◆ Listed records:
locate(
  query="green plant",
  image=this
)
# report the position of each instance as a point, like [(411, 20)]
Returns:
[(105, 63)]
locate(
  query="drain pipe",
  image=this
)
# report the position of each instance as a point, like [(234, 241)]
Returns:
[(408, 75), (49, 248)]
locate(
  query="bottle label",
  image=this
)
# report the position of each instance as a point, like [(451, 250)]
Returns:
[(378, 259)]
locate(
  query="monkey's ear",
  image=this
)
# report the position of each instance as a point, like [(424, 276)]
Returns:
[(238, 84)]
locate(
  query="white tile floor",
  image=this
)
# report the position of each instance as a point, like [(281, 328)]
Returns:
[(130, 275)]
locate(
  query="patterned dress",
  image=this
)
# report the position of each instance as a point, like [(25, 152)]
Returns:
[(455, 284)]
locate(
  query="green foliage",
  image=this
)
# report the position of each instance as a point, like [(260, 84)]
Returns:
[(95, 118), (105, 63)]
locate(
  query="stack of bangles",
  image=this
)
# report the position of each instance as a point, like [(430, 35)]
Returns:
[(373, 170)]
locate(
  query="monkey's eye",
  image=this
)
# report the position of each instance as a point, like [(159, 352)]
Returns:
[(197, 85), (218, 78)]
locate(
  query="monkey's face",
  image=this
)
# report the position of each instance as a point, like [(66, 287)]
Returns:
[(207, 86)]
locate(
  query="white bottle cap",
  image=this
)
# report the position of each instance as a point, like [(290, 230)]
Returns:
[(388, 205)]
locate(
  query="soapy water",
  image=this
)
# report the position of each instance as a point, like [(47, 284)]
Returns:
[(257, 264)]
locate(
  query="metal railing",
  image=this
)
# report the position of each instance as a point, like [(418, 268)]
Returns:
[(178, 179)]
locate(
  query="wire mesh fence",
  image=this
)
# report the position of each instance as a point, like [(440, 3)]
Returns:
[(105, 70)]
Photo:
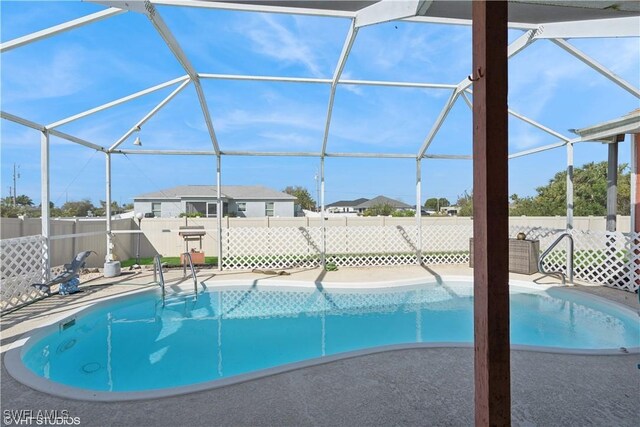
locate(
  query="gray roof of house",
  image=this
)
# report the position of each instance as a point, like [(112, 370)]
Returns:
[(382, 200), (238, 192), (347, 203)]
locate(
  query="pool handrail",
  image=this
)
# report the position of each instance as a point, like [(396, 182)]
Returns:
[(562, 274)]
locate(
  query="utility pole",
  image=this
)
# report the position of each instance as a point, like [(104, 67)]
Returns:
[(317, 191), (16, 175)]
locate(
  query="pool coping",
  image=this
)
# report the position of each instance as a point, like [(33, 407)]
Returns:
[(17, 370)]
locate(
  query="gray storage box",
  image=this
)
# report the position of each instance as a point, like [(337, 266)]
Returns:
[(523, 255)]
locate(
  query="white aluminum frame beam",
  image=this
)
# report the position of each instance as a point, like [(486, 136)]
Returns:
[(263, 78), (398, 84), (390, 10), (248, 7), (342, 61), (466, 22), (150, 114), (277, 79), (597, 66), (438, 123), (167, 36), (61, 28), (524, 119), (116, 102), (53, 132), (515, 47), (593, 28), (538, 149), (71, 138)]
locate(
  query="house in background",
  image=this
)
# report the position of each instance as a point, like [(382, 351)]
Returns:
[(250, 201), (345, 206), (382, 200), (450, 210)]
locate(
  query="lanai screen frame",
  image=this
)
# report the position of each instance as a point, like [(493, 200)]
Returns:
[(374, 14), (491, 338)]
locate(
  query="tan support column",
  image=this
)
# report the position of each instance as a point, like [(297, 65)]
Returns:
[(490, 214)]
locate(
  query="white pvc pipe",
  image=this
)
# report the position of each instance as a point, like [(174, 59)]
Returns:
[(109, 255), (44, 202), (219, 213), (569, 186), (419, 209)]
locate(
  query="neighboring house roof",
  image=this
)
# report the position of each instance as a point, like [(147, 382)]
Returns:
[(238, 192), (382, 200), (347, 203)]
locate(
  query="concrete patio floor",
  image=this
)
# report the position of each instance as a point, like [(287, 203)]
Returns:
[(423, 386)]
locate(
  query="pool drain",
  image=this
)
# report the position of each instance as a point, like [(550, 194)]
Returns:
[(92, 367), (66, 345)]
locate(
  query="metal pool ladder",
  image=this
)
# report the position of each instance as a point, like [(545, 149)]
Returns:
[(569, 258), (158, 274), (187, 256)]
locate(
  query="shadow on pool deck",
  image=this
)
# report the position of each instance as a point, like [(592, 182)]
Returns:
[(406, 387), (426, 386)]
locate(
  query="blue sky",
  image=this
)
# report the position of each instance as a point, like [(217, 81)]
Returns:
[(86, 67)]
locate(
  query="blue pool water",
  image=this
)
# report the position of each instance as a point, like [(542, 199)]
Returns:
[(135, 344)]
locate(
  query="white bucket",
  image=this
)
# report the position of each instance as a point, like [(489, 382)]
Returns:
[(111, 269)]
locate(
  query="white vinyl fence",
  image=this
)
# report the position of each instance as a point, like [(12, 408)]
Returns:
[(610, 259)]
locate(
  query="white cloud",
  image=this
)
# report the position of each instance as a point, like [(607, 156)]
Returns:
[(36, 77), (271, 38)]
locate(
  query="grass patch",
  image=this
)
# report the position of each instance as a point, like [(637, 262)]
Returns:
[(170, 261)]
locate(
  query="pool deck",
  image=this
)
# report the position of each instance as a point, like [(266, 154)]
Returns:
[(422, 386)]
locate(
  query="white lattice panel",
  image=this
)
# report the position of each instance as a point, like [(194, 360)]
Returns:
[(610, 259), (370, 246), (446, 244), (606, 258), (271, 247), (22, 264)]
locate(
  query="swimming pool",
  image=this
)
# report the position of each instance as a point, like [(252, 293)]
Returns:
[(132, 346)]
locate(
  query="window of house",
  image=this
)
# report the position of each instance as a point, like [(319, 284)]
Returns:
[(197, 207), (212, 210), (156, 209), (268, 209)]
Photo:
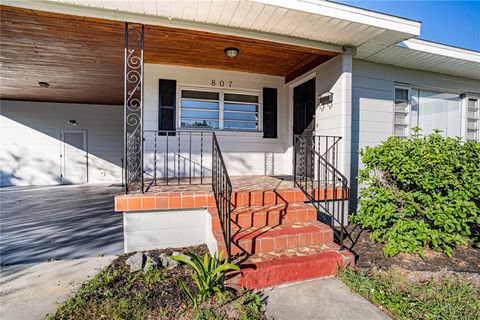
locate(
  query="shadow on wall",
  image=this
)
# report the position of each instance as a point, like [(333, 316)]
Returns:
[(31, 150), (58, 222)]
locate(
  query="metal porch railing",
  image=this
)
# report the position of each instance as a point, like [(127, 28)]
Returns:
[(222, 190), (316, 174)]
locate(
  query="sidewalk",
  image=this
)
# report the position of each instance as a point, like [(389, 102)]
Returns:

...

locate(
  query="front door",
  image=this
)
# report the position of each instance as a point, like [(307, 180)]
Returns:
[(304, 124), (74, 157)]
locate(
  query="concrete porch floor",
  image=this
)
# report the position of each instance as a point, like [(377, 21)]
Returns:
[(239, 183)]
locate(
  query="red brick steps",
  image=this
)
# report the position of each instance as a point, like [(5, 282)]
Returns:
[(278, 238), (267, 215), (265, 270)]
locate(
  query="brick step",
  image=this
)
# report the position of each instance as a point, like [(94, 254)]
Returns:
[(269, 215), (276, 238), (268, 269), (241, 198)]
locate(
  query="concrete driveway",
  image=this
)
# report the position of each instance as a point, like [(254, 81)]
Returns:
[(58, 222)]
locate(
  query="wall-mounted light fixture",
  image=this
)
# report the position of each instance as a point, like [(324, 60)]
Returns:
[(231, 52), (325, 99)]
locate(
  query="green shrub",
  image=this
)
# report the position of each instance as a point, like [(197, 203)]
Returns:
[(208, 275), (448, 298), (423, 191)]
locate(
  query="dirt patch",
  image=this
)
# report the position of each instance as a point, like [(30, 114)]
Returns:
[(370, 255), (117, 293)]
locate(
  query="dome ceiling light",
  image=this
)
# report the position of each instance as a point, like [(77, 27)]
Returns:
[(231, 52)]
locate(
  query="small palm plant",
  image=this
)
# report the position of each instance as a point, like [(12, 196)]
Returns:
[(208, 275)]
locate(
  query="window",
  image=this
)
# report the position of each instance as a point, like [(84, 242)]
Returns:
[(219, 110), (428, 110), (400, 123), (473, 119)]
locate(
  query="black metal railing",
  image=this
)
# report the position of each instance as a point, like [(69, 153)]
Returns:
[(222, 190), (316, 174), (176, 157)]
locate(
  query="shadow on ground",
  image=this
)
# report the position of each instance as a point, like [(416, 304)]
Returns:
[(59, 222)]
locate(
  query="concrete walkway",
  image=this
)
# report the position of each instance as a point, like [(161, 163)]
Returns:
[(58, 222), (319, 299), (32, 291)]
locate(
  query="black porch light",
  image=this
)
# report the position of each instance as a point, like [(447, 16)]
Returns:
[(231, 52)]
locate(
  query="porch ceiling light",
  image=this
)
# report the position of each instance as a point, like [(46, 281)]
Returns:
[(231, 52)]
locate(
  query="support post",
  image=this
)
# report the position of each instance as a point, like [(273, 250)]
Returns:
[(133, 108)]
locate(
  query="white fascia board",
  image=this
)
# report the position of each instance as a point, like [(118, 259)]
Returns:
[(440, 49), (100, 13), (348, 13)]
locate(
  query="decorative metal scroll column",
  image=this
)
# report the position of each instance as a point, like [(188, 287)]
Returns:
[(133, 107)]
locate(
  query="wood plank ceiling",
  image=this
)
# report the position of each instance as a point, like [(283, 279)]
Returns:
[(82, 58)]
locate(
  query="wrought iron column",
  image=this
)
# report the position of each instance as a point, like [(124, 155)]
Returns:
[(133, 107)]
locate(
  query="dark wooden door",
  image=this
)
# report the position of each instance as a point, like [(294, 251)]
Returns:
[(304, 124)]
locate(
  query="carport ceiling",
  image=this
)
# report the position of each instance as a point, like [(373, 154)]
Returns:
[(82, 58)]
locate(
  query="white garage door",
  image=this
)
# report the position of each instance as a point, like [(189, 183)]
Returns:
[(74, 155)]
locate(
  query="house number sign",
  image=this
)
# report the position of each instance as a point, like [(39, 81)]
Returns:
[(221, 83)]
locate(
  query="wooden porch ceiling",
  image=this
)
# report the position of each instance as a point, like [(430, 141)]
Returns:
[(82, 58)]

◆ Exercise goal:
In the material above, find every line that has the string "deck" and pull those lines out.

◆ Answer to this problem:
  query="shadow on pool deck",
  query="pool deck",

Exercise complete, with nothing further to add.